■ What to do
Whenever the string "Target" turns up in a line of the data below, copy that line.

Region pointing data
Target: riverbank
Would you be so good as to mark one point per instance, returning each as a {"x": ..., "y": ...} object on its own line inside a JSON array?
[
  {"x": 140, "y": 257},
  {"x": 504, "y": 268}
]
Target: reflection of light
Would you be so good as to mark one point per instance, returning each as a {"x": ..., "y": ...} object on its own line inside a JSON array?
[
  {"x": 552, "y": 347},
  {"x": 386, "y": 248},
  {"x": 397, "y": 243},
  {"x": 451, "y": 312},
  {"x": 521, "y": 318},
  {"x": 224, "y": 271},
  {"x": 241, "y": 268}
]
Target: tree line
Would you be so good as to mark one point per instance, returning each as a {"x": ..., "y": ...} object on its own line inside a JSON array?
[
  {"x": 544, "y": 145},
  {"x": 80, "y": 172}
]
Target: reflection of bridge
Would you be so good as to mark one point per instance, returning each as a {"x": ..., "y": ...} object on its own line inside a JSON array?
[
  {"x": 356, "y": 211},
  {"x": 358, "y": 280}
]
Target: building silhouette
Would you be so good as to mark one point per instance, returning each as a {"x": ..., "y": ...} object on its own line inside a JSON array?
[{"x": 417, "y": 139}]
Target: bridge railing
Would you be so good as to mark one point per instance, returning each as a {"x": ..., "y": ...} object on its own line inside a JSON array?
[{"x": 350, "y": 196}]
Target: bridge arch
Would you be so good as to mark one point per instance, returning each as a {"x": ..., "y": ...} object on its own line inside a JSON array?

■ Result of the exercise
Target: riverbank
Target: reflection of light
Target: tree line
Target: reflection of bridge
Target: building silhouette
Target: bridge railing
Target: bridge arch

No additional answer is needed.